TASKS TO PERFORM =
a. Repeat word for word the part of the passage on social media in social work that opens with the words containing "We still need" and closes with "of social media.".
b. Does the passage on social media in social work support each statement below? Answer yes or no for each, and quote the words from the passage that decide it.
(i) One agency wrote to care leavers at their last known address every three months.
(ii) The GSCC guide to Professional Boundaries mentions technology in several of its examples.
(iii) The writer knows that the response rate to the agency's letters is low.
c. Can you take the passage on social media in social work further, starting right after its last sentence?

— begin TEXT SECTION —

We still need content but communication and collaboration is to the fore and I now use social media tools like Twitter, to share information; to ask others’ opinions; to find out information and facts; to say what I think and to see what others are thinking; to find like minded people and contrary minded people; to reflect and to develop and test ideas and to work together. The focus is on relationship and trust building. So what do we teach social work students. We touch on much of the above list but not very often in the context of social media.
A true story follows. Two students placed in Leaving Care project placements. Both agencies had policies of following up care leavers periodically. In one agency the approach was to write to the care leaver at three monthly intervals to their last known address. I do not know what the response rate is but I suspect it is not very high. In the other agency they have ‘got’ social media, or so they think, as it is an acceptable practice to look up a care leaver’s Facebook page and if they are active there then that is a positive sign that all is well. I asked the student in the first agency whether she could think of alternative ways to contact the care leaver. I asked the student in the second agency if the care leaver had given permission to be checked up on in this way. Whether the student had ever had a conversation about internet safety and the maze of Facebook’s privacy settings? Whether the agency had ever discussed the ethics of this approach? Whether the care leaver had asked to befriend her on her Facebook and if that happened what would be her response? The GSCC have just published a guide to Professional Boundaries with a nifty animated student exercise version too. The only mention of technology I have spotted is in Example 6 about an offensive email being passed around. It is a start but not nearly enough.

— end TEXT SECTION —
— begin DATA PROVIDED —

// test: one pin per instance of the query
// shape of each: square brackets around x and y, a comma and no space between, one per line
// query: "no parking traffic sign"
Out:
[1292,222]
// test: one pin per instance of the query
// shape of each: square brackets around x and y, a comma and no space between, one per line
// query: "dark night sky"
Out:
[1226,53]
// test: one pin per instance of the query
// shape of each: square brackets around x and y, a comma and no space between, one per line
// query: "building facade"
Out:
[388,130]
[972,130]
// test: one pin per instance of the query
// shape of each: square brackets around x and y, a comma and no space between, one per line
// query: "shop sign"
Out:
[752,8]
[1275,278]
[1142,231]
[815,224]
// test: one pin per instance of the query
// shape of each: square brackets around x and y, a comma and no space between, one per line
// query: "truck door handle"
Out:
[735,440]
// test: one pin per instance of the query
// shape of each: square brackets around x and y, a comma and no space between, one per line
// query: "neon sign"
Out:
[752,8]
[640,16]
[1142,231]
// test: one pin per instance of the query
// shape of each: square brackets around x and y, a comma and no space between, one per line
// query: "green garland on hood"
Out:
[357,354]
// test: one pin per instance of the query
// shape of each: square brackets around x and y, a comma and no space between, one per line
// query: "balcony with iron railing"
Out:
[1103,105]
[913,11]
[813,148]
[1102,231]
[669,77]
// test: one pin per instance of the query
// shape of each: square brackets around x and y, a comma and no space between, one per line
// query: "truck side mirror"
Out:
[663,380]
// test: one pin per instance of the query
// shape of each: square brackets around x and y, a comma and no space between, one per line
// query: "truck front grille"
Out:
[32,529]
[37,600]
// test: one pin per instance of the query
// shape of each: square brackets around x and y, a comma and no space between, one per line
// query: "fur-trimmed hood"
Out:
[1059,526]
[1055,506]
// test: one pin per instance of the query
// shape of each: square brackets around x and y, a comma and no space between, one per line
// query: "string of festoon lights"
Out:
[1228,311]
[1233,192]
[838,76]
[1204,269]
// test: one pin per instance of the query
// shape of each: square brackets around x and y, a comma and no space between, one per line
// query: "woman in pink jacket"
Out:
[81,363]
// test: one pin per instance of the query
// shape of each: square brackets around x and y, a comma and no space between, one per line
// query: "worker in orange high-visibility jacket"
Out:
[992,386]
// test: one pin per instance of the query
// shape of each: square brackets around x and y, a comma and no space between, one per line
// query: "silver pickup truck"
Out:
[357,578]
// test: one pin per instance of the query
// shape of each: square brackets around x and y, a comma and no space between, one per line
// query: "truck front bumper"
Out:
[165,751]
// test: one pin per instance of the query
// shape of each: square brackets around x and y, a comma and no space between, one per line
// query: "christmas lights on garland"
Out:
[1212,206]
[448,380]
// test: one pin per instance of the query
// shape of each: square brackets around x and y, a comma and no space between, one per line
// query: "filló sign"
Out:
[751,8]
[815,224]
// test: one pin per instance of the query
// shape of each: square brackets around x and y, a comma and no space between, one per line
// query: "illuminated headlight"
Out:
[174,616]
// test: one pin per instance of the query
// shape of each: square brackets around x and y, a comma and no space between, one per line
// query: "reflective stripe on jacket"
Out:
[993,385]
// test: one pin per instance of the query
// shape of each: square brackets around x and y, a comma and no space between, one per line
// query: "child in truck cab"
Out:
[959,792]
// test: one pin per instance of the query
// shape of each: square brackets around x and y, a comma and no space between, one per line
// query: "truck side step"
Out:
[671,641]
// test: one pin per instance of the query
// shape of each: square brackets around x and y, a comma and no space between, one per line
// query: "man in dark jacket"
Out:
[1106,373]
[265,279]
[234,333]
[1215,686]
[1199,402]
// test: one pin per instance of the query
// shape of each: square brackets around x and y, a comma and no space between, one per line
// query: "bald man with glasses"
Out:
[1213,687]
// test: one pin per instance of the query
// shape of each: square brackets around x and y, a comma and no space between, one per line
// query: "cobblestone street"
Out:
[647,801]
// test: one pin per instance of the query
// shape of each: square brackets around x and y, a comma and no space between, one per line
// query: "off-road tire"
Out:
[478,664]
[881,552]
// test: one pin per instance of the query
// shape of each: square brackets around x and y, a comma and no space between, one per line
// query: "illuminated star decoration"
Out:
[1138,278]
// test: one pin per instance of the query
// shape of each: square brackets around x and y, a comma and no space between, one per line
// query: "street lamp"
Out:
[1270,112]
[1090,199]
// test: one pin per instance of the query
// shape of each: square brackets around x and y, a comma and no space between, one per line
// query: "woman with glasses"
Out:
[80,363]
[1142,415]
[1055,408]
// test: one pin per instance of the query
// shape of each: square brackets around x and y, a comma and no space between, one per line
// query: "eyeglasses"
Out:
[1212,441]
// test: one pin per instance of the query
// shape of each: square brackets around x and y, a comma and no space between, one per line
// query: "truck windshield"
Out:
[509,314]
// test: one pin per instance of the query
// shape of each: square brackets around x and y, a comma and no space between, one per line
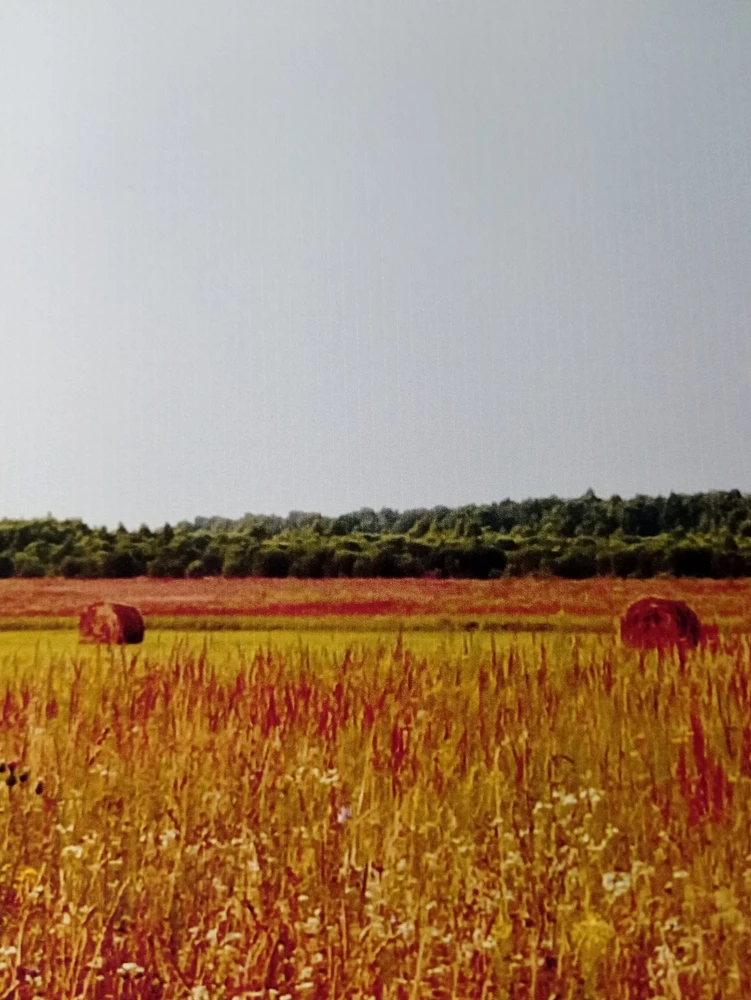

— end DATA PROVIDED —

EXERCISE RESULTS =
a.
We still need content but communication and collaboration is to the fore and I now use social media tools like Twitter, to share information; to ask others’ opinions; to find out information and facts; to say what I think and to see what others are thinking; to find like minded people and contrary minded people; to reflect and to develop and test ideas and to work together. The focus is on relationship and trust building. So what do we teach social work students. We touch on much of the above list but not very often in the context of social media.

b.
(i) Yes: "In one agency the approach was to write to the care leaver at three monthly intervals to their last known address."
(ii) No: "The only mention of technology I have spotted is in Example 6 about an offensive email being passed around."
(iii) No: "I do not know what the response rate is but I suspect it is not very high."

c.
We are about to experience another seismic shift in England in social work education as the work of the Social Work Task Force and subsequent Reform Board is implemented. There will not be a prescribed curriculum but there has been some, still in draft, guidance, written about key areas to cover in some topics. For instance the one on Communication includes “….. Writing and ICT skills can be taught as core skills, or integrally in other curriculum areas. Guidance about the appropriate use of social networking sites should be given.” Embedding technology skill learning is what we argued for in 2005 as an alternative to the ECDL. The guidance is a small step for social work kind and there is much more to do. @profsuewhite and I have raised this issue with the College of Social Work. The College intends to develop virtual communities of practice as a significant way of developing networks. This is both an opportunity and a huge challenge. In the maelstrom of changes that are happening in higher education, social work practice alongside lower cost mobile web access there are possibilities to influence and change how learning happens
1. My one claim to fame is that I wrote the position paper that supported the decision to drop the ECDL requirement in 2010. It was hugely time consuming, expensive, mechanistic and there were fraught issues to do with what happened if you didn’t pass all the modules, did that mean you could not become a qualified social worker.
2. Building skills into the social work curriculum: A guide to meeting the requirement for social work students to achieve information and communication technology skills, Judith Holt & Jackie Rafferty SWAP, 2005.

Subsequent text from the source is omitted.